## Passage to read
----

There was even a little one.

Ron snapped this out his side of the truck.

One more giving me the eye.

Continuing north on 115, I thought it was fascinating how flat the land appears, but see that dark line across the picture?  That’s actually the Rio Grande gorge!

Our next stop was at the Greater World Community to view the Earthship Biotecture.  There is a visitor center which explains their sustainable living including
-        Building with natural and recycled materials
-        Solar/Thermal heating and cooling
-        Solar and wind electric power
-        Water harvesting
-        Contained sewage treatment
-        Food production

And you can walk around a limited amount.  I can understand that the owners don’t want tourists walking through their yards and knocking on their doors.

There was lots of passive solar (windows on the south side) and solar panels, but what surprised me was how they used tires, cans, and bottles in the walls.  How many bottles of beer or wine would you have to drink to build a house?

I did like the solar oven.

We continued our loop by crossing the Rio Grande Gorge High Bridge.  At 1272 feet long and 650 feet above the Rio Grande, it is pretty impressive.

Then we headed back south through Taos where we stopped for groceries.  It was a good day.

Friday, August 4, 2017

Rio Grande del Norte NM

We were very impressed on our first visit to this national monument two years ago and knew we would be back.  Rio Grande del Norte National Monument in northern New Mexico was established in 2013.  The 242,455 acre monument includes two BLM recreation areas, and sections of the Rio Grande and the Red River, each of which are designated as a Wild and Scenic River.

----

## Data
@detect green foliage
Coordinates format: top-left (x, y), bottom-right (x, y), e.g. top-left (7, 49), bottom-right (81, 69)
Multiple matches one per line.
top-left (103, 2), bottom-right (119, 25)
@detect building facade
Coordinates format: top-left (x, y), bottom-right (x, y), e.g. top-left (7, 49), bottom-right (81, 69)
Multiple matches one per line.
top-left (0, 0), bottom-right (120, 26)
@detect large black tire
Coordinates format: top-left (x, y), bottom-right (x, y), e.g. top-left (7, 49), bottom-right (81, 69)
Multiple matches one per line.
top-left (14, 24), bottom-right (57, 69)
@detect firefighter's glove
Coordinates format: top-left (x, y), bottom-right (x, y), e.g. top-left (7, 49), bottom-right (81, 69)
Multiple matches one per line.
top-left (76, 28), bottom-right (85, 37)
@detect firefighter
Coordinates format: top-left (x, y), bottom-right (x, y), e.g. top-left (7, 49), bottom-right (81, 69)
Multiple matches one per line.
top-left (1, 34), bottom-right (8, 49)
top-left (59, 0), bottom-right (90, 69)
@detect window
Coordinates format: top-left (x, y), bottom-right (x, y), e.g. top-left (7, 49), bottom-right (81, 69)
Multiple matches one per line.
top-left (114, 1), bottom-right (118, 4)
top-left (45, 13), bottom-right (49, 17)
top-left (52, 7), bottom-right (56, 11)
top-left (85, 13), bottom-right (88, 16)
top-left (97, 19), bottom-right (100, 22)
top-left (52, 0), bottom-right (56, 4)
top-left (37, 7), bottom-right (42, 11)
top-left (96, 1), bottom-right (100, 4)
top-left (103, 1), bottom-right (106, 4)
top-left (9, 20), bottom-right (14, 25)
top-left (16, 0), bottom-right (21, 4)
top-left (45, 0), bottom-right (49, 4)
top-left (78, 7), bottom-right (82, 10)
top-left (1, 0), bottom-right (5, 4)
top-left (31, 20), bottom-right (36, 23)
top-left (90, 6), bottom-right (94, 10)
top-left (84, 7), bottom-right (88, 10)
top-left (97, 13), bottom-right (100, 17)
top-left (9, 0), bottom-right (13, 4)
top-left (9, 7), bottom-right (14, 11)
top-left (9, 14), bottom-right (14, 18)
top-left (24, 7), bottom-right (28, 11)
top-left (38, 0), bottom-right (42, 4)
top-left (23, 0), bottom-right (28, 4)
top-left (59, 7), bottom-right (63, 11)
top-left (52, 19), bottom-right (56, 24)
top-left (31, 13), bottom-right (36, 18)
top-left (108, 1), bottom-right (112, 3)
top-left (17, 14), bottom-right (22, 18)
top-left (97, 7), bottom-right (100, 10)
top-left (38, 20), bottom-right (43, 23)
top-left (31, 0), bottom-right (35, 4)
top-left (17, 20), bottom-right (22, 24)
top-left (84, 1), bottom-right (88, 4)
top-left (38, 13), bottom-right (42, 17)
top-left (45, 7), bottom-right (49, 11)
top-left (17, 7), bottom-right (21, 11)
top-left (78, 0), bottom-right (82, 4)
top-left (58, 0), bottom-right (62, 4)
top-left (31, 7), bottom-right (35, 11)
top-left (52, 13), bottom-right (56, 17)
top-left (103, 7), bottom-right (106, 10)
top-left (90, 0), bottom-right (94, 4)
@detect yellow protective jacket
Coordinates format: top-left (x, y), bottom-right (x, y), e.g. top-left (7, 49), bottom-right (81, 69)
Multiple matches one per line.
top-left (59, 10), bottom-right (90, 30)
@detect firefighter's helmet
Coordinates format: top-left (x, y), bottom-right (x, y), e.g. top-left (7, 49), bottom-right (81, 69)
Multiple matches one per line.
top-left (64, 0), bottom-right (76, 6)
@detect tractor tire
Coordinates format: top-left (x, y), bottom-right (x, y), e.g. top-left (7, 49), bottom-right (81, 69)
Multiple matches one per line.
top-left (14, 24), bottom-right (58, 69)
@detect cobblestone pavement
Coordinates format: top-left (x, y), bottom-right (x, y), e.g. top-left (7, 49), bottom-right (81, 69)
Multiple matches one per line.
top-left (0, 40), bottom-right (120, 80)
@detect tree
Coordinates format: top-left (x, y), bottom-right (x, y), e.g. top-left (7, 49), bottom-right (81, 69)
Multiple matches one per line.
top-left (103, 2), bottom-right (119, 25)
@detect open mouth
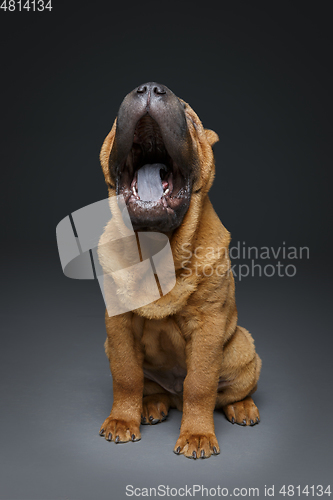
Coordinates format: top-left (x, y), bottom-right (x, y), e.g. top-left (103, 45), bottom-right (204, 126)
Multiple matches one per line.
top-left (117, 114), bottom-right (190, 229)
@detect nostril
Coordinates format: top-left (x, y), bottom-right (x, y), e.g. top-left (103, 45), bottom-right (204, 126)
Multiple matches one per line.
top-left (137, 85), bottom-right (147, 94)
top-left (153, 85), bottom-right (166, 95)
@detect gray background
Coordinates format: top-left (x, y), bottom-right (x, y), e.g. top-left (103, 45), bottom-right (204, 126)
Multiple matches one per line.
top-left (0, 0), bottom-right (333, 500)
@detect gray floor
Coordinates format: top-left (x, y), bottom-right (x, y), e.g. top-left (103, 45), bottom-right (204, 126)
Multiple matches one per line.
top-left (0, 244), bottom-right (333, 500)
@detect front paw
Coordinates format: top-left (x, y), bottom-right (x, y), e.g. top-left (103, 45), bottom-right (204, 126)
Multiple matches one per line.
top-left (173, 432), bottom-right (220, 459)
top-left (99, 417), bottom-right (141, 443)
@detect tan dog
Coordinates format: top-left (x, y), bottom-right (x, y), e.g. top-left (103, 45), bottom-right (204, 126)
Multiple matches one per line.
top-left (99, 82), bottom-right (261, 458)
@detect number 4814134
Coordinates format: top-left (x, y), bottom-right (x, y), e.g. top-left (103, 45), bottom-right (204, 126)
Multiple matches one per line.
top-left (0, 0), bottom-right (53, 12)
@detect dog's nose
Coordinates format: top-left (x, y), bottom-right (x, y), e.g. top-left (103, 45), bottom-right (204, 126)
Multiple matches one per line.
top-left (136, 82), bottom-right (167, 95)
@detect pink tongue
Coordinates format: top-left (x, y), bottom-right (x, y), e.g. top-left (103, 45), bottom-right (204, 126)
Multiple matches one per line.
top-left (137, 163), bottom-right (166, 201)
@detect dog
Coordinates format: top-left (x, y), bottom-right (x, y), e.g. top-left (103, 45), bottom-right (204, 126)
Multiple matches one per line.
top-left (98, 82), bottom-right (261, 459)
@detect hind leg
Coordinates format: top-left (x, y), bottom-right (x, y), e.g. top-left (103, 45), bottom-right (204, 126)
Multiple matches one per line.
top-left (141, 378), bottom-right (182, 425)
top-left (216, 355), bottom-right (261, 425)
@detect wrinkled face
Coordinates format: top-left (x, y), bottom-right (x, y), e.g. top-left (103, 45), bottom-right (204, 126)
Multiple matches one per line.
top-left (104, 82), bottom-right (218, 232)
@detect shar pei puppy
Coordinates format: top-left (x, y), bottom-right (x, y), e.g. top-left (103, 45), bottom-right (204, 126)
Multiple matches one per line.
top-left (98, 82), bottom-right (261, 458)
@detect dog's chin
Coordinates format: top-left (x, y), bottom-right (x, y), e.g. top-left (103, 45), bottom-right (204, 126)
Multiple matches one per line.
top-left (127, 196), bottom-right (190, 233)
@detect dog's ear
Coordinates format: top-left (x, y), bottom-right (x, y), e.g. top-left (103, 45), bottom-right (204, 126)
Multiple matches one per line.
top-left (205, 128), bottom-right (220, 146)
top-left (99, 119), bottom-right (117, 186)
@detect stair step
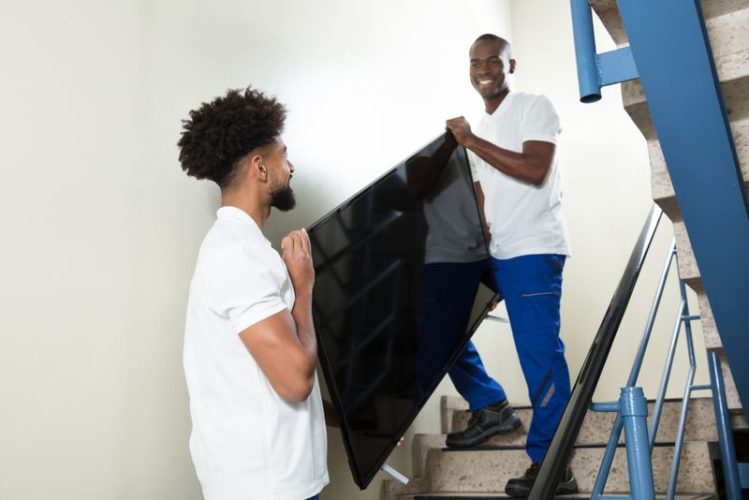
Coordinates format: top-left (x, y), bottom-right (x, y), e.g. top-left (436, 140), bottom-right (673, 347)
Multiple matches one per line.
top-left (442, 396), bottom-right (718, 446)
top-left (398, 442), bottom-right (716, 495)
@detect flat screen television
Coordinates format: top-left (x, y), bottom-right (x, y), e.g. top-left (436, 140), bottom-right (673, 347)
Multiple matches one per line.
top-left (308, 133), bottom-right (497, 489)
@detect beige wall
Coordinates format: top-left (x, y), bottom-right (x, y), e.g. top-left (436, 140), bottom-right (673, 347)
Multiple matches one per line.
top-left (0, 0), bottom-right (701, 500)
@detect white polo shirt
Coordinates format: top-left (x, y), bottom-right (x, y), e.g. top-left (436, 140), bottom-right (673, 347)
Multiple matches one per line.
top-left (183, 207), bottom-right (328, 500)
top-left (468, 92), bottom-right (570, 259)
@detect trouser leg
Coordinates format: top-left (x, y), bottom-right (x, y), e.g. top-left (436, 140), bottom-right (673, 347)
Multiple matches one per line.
top-left (492, 255), bottom-right (570, 463)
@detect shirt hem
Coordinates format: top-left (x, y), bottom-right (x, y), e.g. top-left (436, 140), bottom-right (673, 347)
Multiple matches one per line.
top-left (491, 247), bottom-right (572, 260)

----

## What the exercise asks
Pick up the New Mexico travel post after its last sentence and keep writing it. The items aren't needed here.

## The answer
There are several campgrounds along the rim of the mesa between the two rivers, each with just a few really nice sites.  One day we hiked from our campground to the point of the mesa which overlooks the confluence of the two rivers.

Although it's hard to see even with a zoomed view, the Red River comes in on the lower left to join the Rio Grande on the right.

There are four different trails down to the river including one at this point which drops 800 feet.  Ron and I don't like hikes that end with a big uphill climb, especially at 7500 feet, so we didn't go down very far.

However, after staying a couple of days, we talked ourselves into hiking down to the Rio Grande.  Don’t be too impressed, though.  We went to a part of the mesa that isn’t as high above the river.
Here’s the sign at the trailhead.  As you can see, although steep, it’s a pretty short hike.  I was more worried about those snakes.

My pictures are terrible because it was cloudy, but I’ll post a few anyway.

Getting close.

At the bottom, the trail was not even passable, in my opinion.  After all, they did mention snakes on the sign.  Ron continued on without me and said he only saw one.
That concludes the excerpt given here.